WHAT THIS TASK INVOLVES =
Repeat every record below exactly, leaving out the pictures.

-- -- --

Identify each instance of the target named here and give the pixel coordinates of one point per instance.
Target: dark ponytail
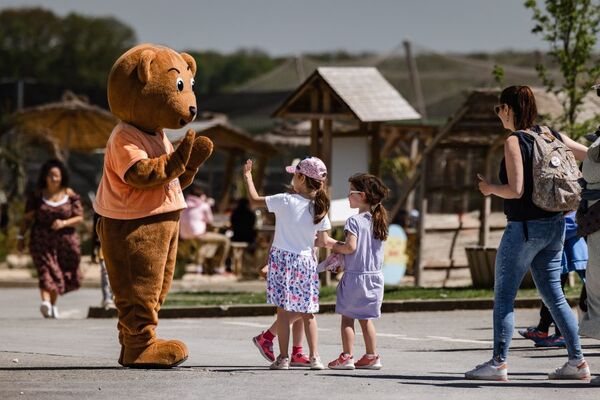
(375, 191)
(321, 201)
(521, 101)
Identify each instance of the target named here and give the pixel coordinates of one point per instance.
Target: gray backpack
(555, 173)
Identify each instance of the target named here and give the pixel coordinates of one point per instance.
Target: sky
(291, 27)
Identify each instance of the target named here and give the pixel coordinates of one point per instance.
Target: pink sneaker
(344, 361)
(265, 347)
(368, 362)
(300, 360)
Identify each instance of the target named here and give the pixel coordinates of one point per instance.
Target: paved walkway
(424, 356)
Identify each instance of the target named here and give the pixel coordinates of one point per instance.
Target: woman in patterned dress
(52, 212)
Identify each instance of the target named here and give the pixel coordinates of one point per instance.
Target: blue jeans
(543, 253)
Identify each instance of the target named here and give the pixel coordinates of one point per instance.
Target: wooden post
(261, 165)
(326, 145)
(227, 180)
(375, 164)
(415, 80)
(419, 263)
(314, 124)
(414, 152)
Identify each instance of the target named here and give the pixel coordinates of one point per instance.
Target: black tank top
(523, 209)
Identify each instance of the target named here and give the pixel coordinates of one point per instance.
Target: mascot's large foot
(160, 354)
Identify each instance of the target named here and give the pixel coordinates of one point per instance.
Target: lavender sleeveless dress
(360, 291)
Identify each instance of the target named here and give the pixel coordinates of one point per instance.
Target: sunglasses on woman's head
(498, 107)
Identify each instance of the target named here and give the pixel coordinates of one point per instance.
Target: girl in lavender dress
(360, 291)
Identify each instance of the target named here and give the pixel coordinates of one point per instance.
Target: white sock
(497, 363)
(575, 363)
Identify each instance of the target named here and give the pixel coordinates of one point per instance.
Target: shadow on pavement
(460, 382)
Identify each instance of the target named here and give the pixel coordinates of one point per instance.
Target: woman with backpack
(538, 178)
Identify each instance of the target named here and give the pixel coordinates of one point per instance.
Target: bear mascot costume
(140, 197)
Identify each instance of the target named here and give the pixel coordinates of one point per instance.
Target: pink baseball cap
(312, 167)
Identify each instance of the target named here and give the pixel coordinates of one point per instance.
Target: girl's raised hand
(248, 168)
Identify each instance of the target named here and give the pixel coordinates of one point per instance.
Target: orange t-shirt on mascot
(115, 198)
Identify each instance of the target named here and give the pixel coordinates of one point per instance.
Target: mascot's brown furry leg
(140, 260)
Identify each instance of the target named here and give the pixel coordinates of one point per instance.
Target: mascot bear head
(151, 88)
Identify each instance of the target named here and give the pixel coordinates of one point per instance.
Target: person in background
(194, 223)
(52, 211)
(575, 257)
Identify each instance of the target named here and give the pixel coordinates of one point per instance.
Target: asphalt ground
(424, 354)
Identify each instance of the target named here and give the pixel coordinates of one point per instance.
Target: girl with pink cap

-- -- --

RESULT =
Identify each instance of the target named here and give the pixel coordinates of one point per instance.
Target: dark ponytail
(375, 191)
(321, 201)
(521, 101)
Identify each instance of the target named here and give the pixel coordinates of one point per instance.
Target: gray backpack
(555, 173)
Identify each instance of the target named here and give the pixel coordinates of one point per instance.
Target: sky
(291, 27)
Identify each instance of the target named here and give the pixel coordinates of one point per instance.
Target: pink sneaker
(344, 361)
(265, 347)
(368, 362)
(300, 360)
Identify each instance of the target named here and give the pixel coordinates of one point per instance.
Target: paved walkway
(424, 356)
Identify each instance of the target named here and give the pixel coordinates of one point per instance.
Target: woman in patterned dress
(52, 212)
Identify each instance of the target named here and give the pixel coordinates of one point per instance.
Target: blue jeans
(543, 253)
Identify each instance of the target named here and give the pixel coordinates of one point per instance.
Target: wooden post
(261, 165)
(326, 145)
(227, 180)
(375, 164)
(415, 80)
(419, 263)
(314, 124)
(414, 152)
Identify each instance of the target named here and give the pixel coordinates of one point per instance.
Target: black tank top
(523, 209)
Identify each instance of the target named here and give the pixel coordinates of one point per instance.
Target: mascot's large foot
(160, 354)
Identify each instance of the target named here and give the pixel coordinates of one point per instance.
Target: lavender sleeveless dress
(360, 291)
Identify each instance of the target named here and give the pixel coordinates of one point per instance.
Target: sunglasses on woman's head
(498, 107)
Identify each instance of the target named here and give the pixel coordinates of one point per instance.
Target: girl in lavender dress
(360, 291)
Identify each instance of the target named here and give the pixel coordinates of one point per instance.
Target: white sock
(497, 363)
(575, 363)
Identify each instance of the target named here and give the pixel coordinates of one point per instance.
Target: shadow on pavement
(460, 382)
Identify each instance of the target named here and give the pixel coordinates of one point per instance.
Target: woman with backpack
(538, 178)
Identify each instance of the target named here and give the pixel coordinates of one point per instance.
Target: bear mascot costume
(140, 197)
Identify each instance of the target named here and give the pixel coordinates of one point per instance.
Target: pink baseball cap
(312, 167)
Identify each instance of the target named here and give the pixel coordinates of one point per instance.
Target: girl's raised hand
(248, 168)
Identify each instance of the target named here and give the pixel coordinates of one point per instance.
Target: orange t-shirt on mascot
(115, 198)
Identify each instance of the target named here and give the pixel coordinates of one point per instance.
Target: mascot's brown furry leg
(140, 260)
Identify each instance of the target named here and give the pixel coordinates of one point per instance.
Target: mascot bear head
(151, 88)
Identify each instance of the target named here and give the pixel coordinates of one point per instance.
Target: person in background
(194, 223)
(52, 211)
(575, 257)
Identify each instance of the target named here and give the pixel coordinates of one point per instance.
Target: asphalt ground
(424, 354)
Identify each instance of the target named here and give the pixel coordinates of one point per instance.
Target: girl with pink cap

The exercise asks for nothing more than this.